Task brief: Continue the blog post about asset bubble risks in Southeast Asia, starting after its last sentence.

Quoted passage:

Showing posts with label World bank. Show all posts
Showing posts with label World bank. Show all posts

Wednesday, May 01, 2013

CNBC: The Growing Risks from ASEAN’s Asset Bubbles

EVEN mainstream media appears to have caught up with my warnings. This lone nut's insights have began to spread. 

Here is the CNBC:
The risk of asset bubbles in Southeast Asia's fastest-growing emerging economies is rising, warn economists, pointing to red flags including surging domestic credit growth and rapidly rising property prices.

"We have long argued that monetary policy has been kept too loose for too long in Indonesia, but the policy authorities in the Philippines, Thailand and Malaysia are in significant danger of making the same mistake. In our view, evidence of overheating is set to become more obvious," said Robert Prior-Wandesforde, head of India & Southeast Asia economics at Credit Suisse.

Stored rows:
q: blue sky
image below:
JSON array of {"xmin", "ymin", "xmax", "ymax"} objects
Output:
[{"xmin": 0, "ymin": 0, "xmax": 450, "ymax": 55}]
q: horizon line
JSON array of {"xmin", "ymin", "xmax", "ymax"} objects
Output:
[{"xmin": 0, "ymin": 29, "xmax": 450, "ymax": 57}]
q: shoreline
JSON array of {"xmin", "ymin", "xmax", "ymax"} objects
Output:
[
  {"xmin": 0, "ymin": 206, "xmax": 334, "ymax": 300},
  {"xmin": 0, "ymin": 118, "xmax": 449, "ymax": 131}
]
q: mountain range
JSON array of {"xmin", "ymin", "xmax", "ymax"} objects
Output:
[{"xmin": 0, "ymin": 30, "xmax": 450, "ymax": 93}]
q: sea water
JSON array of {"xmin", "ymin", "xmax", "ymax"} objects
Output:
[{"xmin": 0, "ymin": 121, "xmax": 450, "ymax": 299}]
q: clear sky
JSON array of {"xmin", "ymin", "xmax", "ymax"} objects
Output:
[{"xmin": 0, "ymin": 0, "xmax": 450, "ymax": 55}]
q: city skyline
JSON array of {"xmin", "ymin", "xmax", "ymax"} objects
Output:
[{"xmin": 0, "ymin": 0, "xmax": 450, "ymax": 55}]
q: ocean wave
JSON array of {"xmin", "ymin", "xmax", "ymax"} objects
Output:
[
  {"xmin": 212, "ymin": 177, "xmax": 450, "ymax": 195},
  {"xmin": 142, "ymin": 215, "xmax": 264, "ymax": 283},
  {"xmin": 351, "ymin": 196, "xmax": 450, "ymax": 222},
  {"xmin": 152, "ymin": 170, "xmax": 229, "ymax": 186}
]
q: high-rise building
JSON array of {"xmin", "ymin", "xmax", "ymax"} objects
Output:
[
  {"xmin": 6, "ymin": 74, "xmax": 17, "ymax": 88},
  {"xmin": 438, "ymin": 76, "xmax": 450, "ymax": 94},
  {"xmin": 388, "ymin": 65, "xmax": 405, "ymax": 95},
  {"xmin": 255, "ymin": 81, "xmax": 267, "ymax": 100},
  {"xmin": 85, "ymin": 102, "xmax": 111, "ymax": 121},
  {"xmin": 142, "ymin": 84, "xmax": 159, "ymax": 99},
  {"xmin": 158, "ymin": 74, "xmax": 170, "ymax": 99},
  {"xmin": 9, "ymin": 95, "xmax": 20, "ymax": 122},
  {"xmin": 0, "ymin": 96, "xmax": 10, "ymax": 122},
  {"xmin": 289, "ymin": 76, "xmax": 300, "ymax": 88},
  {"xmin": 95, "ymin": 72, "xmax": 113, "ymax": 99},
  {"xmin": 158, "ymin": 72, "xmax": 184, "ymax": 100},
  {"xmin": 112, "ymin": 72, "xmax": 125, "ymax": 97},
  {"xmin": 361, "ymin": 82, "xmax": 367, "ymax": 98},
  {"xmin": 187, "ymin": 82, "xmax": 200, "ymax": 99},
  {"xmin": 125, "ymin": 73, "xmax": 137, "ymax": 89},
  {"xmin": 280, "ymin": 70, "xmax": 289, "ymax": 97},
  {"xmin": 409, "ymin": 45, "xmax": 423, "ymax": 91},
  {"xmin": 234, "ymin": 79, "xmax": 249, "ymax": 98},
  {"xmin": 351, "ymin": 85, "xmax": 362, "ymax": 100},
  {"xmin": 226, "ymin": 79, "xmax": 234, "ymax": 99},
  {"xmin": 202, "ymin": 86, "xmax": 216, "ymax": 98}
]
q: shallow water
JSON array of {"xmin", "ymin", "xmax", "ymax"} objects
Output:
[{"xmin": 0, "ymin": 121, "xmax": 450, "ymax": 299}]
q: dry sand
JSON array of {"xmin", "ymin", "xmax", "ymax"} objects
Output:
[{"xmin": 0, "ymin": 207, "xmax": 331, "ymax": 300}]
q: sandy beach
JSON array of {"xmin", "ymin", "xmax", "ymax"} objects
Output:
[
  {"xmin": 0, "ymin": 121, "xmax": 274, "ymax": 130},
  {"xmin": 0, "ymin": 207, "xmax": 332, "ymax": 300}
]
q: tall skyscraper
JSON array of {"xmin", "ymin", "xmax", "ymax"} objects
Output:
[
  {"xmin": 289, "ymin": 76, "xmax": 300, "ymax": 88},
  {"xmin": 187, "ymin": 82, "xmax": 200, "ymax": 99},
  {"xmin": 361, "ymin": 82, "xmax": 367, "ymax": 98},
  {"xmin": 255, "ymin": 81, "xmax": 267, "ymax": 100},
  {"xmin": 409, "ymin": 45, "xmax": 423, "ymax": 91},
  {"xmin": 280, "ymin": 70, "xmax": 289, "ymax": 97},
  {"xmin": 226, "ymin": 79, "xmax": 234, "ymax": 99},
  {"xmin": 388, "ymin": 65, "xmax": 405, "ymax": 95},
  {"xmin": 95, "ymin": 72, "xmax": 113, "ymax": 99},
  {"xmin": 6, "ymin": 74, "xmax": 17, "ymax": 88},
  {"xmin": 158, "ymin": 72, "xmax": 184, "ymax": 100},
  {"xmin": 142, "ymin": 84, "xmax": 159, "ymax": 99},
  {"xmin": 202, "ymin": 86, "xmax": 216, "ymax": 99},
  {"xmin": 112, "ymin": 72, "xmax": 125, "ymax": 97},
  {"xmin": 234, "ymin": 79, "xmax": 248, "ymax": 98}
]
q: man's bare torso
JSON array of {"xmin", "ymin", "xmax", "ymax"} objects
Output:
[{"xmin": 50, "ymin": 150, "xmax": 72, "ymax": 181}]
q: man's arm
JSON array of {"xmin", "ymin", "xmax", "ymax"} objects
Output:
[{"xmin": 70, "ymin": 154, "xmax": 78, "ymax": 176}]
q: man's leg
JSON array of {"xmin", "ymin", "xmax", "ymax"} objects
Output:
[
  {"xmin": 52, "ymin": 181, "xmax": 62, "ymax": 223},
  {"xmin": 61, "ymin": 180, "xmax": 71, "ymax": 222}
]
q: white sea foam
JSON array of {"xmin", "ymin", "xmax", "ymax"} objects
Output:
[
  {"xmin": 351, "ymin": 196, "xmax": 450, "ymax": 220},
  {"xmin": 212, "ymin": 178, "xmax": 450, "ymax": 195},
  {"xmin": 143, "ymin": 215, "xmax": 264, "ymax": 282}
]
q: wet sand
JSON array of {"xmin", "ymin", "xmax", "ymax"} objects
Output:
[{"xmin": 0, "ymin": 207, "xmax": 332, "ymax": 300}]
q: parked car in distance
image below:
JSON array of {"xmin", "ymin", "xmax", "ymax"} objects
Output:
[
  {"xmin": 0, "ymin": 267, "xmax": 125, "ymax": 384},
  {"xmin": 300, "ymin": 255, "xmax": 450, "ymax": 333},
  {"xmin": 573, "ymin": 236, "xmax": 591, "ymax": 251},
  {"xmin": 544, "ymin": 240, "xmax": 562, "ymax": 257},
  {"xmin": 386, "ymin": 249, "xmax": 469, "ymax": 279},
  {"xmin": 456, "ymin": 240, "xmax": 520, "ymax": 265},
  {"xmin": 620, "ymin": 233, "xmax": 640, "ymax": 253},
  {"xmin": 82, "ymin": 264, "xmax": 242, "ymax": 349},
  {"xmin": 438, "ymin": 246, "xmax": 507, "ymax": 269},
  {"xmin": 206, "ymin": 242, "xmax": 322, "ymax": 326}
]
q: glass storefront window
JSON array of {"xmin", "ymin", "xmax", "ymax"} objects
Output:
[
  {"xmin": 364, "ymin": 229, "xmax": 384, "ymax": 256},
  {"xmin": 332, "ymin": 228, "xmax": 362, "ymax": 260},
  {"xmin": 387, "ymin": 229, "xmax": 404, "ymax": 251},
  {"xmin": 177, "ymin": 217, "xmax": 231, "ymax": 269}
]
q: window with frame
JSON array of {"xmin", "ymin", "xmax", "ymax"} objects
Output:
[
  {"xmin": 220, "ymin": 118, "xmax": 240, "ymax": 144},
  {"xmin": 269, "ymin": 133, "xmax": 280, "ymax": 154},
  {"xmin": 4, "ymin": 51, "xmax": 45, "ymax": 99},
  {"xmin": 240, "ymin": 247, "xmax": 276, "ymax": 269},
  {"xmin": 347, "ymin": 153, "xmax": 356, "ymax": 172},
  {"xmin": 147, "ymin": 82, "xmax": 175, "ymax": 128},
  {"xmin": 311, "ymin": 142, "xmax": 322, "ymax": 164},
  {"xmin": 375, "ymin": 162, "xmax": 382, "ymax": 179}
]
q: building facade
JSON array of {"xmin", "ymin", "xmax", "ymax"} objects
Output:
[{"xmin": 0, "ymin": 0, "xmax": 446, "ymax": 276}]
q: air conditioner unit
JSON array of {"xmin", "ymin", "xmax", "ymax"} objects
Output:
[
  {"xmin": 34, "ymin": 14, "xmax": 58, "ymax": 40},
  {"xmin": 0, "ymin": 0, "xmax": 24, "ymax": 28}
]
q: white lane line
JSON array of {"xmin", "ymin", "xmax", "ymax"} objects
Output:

Reply:
Prior-Wandesforde, who expects central banks in the region will start tightening monetary policy in late 2013 or 2014, says policymakers are getting a false sense of security from benign inflation levels, and ignoring the excesses being built elsewhere in their economies.

"We expect interest rates to move higher and it is at that point that history suggests we should worry about possible bubbles turning to bust," he said.

The mix of U.S. monetary policy and relatively low levels of inflation have led many ASEAN nations to adopt "inappropriately" low interest rates, according to economists.
The World Bank and the IMF has recently recommended that easy money policies be reversed.

As I noted yesterday on the IMF’s prescription:
This means that putting a brake or policy tightening would also expose on the mirage brought about by statistical growth pillared from "strong credit growth". Doing so would effectively takes away the foundations of the “defied” status from which the political class and central bankers have been piggybacking on.

In short, reversing the “easy financing conditions” would go against the political and personal interests of those involved, particularly the political class and their cronies, and therefore will most likely be rejected or dismissed or ignored.

Easy money conditions will likely be pushed to the limits until the markets expose on them.
Developing events seem to be upholding my theory. 

Thailand’s government will likely address the rising baht mostly perhaps by paring down interest rates.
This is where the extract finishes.